### Do this
Copy the lines verbatim, beginning with the line that contains "the white bench" and continuing through the end of the data, and only those lines.

Collection entries
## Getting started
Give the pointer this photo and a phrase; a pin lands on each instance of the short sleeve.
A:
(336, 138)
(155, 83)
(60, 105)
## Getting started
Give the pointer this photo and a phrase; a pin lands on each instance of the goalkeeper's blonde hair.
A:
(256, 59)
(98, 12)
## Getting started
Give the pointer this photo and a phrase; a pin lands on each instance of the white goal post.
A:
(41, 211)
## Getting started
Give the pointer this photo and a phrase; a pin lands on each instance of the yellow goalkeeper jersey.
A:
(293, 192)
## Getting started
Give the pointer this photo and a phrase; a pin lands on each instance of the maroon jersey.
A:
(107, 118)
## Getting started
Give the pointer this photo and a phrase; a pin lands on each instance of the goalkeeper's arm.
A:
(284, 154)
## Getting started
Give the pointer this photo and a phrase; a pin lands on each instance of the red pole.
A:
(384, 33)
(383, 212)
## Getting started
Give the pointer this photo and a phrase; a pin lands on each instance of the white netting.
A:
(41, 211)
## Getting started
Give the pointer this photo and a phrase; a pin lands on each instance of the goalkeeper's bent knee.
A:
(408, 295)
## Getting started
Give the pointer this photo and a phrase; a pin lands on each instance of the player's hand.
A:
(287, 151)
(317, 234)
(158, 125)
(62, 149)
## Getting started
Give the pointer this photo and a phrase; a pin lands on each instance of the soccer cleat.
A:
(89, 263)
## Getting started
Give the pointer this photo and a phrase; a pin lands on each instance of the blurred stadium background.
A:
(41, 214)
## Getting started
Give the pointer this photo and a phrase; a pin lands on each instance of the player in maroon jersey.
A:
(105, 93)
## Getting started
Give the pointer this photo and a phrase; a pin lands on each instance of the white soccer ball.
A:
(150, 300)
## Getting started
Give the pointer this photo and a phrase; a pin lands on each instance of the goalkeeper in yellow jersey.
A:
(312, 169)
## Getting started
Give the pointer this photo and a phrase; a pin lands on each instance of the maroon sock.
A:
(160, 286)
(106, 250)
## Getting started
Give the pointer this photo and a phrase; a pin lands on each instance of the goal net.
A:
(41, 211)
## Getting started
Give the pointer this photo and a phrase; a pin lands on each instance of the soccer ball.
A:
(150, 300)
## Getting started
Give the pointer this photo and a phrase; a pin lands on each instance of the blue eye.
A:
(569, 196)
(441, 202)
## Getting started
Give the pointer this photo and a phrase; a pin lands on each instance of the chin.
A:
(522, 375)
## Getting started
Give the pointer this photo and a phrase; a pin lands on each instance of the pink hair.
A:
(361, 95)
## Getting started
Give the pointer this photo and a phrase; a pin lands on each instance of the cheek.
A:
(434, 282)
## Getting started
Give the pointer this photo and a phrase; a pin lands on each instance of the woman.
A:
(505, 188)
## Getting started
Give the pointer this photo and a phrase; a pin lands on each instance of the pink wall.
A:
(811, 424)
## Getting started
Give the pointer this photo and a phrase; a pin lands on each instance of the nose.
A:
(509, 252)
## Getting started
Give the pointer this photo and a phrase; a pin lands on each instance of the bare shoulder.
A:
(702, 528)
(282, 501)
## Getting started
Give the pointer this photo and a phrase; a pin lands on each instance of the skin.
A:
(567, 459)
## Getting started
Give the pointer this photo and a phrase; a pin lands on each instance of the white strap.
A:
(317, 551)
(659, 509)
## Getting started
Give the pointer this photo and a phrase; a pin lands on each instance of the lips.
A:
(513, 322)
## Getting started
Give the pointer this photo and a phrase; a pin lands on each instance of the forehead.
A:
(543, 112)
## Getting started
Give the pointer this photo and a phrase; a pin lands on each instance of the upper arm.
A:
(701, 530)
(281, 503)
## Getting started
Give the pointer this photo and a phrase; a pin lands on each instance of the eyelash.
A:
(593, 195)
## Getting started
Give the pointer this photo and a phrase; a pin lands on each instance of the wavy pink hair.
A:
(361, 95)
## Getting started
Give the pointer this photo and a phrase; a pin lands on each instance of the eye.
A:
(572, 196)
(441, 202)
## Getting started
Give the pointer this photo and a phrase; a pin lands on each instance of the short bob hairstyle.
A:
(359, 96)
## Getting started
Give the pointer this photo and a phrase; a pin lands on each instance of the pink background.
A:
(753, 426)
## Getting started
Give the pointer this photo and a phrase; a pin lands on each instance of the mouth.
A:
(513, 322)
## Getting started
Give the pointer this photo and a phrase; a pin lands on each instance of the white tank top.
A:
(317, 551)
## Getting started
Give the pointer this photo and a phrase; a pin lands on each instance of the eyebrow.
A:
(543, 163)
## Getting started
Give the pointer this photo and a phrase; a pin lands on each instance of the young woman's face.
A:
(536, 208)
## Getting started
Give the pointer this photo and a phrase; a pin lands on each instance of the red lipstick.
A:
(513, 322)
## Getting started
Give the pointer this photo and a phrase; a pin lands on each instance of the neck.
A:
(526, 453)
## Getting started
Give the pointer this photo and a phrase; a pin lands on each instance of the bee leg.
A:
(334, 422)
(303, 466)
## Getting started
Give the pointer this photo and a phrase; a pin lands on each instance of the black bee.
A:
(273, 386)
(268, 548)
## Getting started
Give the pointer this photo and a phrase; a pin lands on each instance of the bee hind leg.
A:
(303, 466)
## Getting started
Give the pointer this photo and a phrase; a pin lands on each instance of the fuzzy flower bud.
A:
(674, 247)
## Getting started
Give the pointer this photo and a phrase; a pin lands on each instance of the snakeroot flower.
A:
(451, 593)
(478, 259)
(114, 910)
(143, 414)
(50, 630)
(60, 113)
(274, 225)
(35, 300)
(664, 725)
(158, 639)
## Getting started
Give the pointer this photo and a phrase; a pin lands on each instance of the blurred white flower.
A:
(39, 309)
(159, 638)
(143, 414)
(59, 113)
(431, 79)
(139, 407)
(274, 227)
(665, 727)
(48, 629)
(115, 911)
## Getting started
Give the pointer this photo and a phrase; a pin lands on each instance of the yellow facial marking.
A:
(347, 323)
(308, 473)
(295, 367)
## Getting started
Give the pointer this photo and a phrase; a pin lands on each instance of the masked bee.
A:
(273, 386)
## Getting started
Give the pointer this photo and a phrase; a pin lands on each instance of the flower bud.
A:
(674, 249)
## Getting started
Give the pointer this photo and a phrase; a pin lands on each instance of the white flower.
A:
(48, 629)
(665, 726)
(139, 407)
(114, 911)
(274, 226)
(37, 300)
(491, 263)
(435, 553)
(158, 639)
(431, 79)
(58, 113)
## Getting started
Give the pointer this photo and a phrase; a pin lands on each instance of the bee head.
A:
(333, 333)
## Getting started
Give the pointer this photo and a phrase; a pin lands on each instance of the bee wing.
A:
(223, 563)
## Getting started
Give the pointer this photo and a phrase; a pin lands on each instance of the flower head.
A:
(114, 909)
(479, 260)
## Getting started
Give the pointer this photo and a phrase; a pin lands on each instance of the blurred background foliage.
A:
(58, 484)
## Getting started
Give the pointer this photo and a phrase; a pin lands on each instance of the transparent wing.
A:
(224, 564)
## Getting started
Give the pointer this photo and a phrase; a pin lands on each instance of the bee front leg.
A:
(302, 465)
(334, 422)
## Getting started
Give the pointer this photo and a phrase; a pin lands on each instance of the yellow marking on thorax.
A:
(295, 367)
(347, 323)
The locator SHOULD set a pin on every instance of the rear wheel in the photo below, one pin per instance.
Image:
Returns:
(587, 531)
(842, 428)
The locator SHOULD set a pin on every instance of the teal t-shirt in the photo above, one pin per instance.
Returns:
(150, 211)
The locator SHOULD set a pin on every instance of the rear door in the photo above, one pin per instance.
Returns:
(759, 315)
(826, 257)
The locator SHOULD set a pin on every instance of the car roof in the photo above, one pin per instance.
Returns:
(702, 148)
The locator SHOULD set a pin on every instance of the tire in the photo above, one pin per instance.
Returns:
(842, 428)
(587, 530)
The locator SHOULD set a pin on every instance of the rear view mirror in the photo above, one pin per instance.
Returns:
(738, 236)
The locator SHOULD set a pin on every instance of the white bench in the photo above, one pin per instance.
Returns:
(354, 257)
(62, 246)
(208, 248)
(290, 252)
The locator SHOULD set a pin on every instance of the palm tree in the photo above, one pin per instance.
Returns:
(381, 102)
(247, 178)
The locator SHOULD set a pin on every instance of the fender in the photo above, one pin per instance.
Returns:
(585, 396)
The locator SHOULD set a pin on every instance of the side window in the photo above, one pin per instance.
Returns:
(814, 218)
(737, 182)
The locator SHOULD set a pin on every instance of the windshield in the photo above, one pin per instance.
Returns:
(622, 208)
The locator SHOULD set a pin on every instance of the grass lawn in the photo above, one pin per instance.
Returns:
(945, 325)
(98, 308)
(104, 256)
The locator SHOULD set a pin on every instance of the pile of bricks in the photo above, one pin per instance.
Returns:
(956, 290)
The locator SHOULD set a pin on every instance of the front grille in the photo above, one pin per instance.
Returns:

### Result of this task
The locator SHOULD set a pin on every instance of the white bench in the photo above, one pin per instance.
Returns:
(354, 257)
(62, 246)
(208, 248)
(290, 252)
The locator SHOULD set a pin on every instance of the palm tree in the photo above, one pin per instance.
Returns:
(381, 102)
(247, 178)
The locator SHOULD set a pin on every instance of the fender in the photo above, one pin per instance.
Returns:
(585, 396)
The locator SHOULD set a pin on every instance of the side window in the photo above, one pin per instance.
Returns:
(814, 218)
(737, 182)
The locator SHOULD set a pin on every instance of the windshield in the photo above, one pin per instance.
Returns:
(622, 208)
The locator SHOULD set a pin on every instance of the grass lawn in the photo above, one pin per instance.
Returns:
(945, 325)
(98, 308)
(104, 256)
The locator SHOULD set a pin on every instance of the pile of bricks in the photo above, one pin per instance.
Returns:
(956, 290)
The locator SHOULD set a pin on every instance of the front grille in the photo above, one pin per instance.
Returns:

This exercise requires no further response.